Please put the lines of the material from the line with "3. Where in the image above is the calm" up to and including the line with "[311, 104, 331, 116]" into a JSON list of strings, one string per line, skipping any blank lines.

## start

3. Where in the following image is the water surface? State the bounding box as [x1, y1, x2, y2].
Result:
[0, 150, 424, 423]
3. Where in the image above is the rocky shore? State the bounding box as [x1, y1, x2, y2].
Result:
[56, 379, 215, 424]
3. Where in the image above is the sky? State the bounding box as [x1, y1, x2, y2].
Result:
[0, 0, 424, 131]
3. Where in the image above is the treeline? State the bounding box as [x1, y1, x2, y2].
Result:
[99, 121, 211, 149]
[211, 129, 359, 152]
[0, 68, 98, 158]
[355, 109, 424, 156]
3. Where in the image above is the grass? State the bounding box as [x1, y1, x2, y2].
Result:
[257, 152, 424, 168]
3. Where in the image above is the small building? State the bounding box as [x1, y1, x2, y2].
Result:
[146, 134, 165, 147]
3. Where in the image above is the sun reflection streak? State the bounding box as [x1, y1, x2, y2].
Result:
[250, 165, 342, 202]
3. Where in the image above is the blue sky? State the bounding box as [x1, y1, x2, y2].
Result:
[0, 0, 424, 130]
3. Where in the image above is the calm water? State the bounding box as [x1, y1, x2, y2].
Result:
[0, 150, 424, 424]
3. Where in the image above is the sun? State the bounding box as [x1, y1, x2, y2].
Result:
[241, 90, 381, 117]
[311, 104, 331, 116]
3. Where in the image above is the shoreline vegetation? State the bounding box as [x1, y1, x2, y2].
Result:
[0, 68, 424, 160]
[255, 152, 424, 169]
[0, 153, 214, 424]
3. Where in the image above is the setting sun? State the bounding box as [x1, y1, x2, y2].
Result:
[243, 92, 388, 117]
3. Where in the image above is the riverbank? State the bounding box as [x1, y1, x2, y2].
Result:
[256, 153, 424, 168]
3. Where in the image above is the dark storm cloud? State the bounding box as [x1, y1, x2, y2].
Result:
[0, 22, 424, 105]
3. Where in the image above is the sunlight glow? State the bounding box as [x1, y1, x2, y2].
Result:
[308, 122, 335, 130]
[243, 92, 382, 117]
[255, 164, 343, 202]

## end

Result of the task
[
  "3. Where in the image above is the calm water? State the bounding box as [x1, y1, x2, y2].",
  "Result:",
  "[0, 150, 424, 424]",
  "3. Where in the image above is the sun? State the bounding box as [x1, y1, x2, y2].",
  "Result:",
  "[241, 90, 381, 117]",
  "[311, 104, 331, 116]"
]